**WORUM ES GEHT:**
**1.** Welche Eigenschaften zählt der Artikel über die Ausstellung Game Over auf, die die körperlichen Attribute der Spielfiguren als Typen charakterisieren?
**2.** Führe den Artikel über die Ausstellung Game Over im Anschluss an seinen letzten Satz weiter.

**DOKUMENTAUSZUG:**
━━━━━━━━━━━━━━━━

Hans Renggli

Parade der virtuellen Helden

Die Ausstellung Game Over im Museum für Gestaltung wertet das Computerspiel als eine dominante kulturelle Erscheinung der Gegenwart. Bis 4. Juli

Sie haben muskelgestählte Torsi, Schenkel aus Granit. Sie sind "megastark" und "gigaschnell". Sie haben tierische Fratzen, coole Pokerfaces oder andere monströse körperliche Attribute, die sie als Typen charakterisieren: hinterhältig, heroisch, lichtgestaltig, pervers. Die weiblichen Protagonistinnen imponieren besonders häufig mit Wespentaille und phallisch in den Raum schiessenden Brüsten, worin sich ein verstaubtes amerikanisches Clichee weiblichen Sexappeals tradiert. Computerspiele stellen heute eine äusserst erfolgreiche Form populärer Alltagskultur dar. Spielen macht süchtig, Sucht fördert den Konsum. So ist eine weltweit vernetzte Szene entstanden, die sich proto-avantgardistisch gebärdet, aber, was ihre Images betrifft, ziemlich konservativ bis einfallslos ist. An ähnlichen Mischungen von männlichem Protztum, plakativer Erotik und Lust am Abartigen haben sich auch schon unsere Urgrossväter auf den Jahrmärkten amüsiert. Verändert hat sich allein die Machart und Raffinesse der Tricks. Verändert hat sich auch die Identität der Schausteller. Das Angebot kommt heute von einer gefrässig-profitablen Hard- und Softwareindustrie. Das Personal wurde ersetzt durch digitale Simulatoren, was das Spektrum nervenkitzelnder Aktionen natürlich gewaltig erweitert. Ungesehen ist das Panorama übermenschlicher Befähigungen, unbegrenzt die Kraft und Schnelligkeit der virtuellen Wesen. Unerreichter Superstar unter den Charakteren der Game-Szene ist die fitnessgetrimmte Pistolenheldin Lara Croft. Ein Indiz für die vielbehauptete weibliche Dominanz im kommenden Millenium?

━━━━━━━━━━━━━━━━

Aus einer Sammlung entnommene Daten
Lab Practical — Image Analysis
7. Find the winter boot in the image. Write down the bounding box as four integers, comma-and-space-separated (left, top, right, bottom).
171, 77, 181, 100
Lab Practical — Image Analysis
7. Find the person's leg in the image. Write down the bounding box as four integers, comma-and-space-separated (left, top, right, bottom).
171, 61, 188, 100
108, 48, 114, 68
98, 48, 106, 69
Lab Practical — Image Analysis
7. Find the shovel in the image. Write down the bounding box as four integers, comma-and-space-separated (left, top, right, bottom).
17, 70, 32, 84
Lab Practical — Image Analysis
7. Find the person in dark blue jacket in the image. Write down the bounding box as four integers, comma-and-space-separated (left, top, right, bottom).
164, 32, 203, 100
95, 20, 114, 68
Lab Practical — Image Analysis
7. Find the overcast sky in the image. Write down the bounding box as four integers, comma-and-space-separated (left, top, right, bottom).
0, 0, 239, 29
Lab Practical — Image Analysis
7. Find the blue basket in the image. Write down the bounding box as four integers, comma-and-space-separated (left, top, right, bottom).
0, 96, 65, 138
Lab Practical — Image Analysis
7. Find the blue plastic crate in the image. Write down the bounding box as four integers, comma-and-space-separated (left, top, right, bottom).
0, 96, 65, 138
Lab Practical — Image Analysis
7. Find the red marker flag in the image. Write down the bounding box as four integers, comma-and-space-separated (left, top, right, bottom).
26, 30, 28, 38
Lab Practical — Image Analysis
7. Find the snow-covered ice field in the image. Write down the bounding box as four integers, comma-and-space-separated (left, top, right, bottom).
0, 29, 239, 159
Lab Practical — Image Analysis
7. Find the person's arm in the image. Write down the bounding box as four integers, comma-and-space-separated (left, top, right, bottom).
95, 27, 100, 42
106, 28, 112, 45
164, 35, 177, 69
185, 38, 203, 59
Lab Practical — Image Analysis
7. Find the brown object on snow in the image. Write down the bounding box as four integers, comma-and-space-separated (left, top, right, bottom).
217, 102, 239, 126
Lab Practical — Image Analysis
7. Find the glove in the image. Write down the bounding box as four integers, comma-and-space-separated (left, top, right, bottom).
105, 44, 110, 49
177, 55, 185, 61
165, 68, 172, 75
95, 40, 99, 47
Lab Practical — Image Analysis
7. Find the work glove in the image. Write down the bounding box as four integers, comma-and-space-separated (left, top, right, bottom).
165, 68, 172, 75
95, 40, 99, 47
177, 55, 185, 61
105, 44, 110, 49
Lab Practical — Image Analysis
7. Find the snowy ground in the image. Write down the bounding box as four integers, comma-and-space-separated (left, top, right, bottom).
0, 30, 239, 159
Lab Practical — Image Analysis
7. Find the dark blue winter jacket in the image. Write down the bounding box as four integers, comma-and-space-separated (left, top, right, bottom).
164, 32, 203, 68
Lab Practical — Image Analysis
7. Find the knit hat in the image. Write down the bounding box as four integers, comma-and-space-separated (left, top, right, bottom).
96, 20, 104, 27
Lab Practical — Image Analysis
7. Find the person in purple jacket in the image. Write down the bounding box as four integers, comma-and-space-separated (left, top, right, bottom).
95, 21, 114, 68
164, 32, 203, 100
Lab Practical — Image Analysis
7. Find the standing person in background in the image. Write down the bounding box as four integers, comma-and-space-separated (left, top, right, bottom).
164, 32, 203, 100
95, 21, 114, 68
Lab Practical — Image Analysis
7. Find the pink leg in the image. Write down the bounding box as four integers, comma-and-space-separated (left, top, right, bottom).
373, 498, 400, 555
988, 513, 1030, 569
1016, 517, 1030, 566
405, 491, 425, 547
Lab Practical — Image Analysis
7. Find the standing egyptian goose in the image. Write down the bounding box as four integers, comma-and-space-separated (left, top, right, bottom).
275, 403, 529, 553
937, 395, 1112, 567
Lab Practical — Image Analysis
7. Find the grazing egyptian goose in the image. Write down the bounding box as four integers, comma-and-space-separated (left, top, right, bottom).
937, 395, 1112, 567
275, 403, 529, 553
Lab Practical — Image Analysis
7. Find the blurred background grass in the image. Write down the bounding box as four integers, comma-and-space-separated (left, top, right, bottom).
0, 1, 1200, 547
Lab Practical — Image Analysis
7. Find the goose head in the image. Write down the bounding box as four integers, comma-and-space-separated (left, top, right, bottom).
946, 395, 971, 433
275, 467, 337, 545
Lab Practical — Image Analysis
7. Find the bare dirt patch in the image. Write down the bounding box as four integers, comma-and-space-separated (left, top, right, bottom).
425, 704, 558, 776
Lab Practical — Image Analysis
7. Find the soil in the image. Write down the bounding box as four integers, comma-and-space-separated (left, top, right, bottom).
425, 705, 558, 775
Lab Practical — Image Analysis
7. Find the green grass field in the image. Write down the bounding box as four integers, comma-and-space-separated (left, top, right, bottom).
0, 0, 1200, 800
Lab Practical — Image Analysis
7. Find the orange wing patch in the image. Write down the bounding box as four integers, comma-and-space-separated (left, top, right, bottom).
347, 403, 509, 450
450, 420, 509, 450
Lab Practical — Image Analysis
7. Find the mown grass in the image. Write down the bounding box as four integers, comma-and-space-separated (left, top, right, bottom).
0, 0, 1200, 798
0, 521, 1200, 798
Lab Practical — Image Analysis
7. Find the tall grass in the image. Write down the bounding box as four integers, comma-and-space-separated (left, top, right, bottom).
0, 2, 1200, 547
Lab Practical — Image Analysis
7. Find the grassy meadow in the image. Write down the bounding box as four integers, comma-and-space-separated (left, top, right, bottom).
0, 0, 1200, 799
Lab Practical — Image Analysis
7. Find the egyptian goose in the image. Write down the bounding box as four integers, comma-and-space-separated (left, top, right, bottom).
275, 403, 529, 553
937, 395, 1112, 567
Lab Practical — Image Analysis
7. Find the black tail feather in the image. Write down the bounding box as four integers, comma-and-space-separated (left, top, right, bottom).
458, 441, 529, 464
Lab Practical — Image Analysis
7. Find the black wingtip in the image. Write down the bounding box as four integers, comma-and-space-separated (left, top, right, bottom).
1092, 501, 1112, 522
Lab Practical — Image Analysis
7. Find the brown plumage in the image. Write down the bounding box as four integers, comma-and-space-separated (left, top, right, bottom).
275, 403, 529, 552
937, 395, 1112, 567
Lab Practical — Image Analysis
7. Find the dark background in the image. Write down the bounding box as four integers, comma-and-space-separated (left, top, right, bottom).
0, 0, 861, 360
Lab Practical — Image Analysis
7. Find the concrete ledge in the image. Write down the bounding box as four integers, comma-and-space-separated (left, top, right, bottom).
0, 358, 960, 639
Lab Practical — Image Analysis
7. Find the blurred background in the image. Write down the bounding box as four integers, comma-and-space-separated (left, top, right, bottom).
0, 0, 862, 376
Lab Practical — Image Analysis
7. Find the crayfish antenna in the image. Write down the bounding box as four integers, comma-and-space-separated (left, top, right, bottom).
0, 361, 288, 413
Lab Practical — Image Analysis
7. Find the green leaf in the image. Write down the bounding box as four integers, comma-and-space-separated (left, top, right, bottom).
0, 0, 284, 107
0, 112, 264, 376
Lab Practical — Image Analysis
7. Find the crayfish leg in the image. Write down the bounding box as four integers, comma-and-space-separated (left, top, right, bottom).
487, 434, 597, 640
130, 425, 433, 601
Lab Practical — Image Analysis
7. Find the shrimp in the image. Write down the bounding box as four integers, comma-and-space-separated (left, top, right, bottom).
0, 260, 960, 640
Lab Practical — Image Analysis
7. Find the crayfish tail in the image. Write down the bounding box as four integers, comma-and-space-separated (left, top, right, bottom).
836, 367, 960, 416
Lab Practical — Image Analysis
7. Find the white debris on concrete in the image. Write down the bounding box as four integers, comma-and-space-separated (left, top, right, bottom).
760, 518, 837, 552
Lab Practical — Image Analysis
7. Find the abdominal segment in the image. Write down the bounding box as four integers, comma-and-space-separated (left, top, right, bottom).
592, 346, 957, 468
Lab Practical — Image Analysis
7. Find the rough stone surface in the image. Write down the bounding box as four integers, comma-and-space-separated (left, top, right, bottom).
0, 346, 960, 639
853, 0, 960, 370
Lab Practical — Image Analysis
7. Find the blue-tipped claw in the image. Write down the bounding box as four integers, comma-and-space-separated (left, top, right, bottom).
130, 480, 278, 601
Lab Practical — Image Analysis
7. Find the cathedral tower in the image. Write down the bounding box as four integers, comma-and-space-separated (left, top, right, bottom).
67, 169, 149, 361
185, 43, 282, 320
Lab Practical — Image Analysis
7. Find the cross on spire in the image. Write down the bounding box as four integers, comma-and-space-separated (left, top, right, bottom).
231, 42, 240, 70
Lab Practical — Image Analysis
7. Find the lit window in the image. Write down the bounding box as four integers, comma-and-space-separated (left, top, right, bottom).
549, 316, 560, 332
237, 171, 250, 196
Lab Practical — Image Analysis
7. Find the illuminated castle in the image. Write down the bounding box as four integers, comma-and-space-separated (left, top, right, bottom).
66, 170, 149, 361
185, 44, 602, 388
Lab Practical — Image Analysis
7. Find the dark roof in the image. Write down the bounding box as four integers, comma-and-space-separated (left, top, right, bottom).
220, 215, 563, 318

━━━━━━━━━━━━━━━━

**LÖSUNGEN ZUR ÜBUNG:**
**1.** hinterhältig, heroisch, lichtgestaltig, pervers

**2.**
Im Museum für Gestaltung kann die weltweit von Millionen angebetete virtuelle Heldin ausgiebig bewundert werden. Als Grossprojektion begegnet sie dem Besucher vielfach und analytisch zerlegt in jene Bestandteile, die ihre "Persönlichkeit" ausmachen. Die bewegten Bilder gehören der Ausstellungszone an, wo gemäss den Machern eine "Informationshaut von Grossprojektionen die aktuellen Inhalte zur Game-Kultur" einspielen. Diese Inhalte würden ständig von einem weltweit tätigen Expertenteam aktualisiert. Die als raumstrukturierende Paravants ins Dunkel gestellten Membrane, auf denen sich die "charakters" umtreiben, bilden zusammen mit den Computern und Beamern eine Struktur, auf der sich das Ausstellungsgut fortwährend ändert, sei es durch Steuerung aus dem Internet, sei es durch willentliche oder unwillentliche Aktion der Besucher. Was hier vorliegt, ist keine Ausstellung im üblichen Sinn mit fixen Exponaten, es ist eine interaktive Installation. Sie soll als Fenster funktionieren zum Ausblick auf das wilde Leben der heutigen Gameszene.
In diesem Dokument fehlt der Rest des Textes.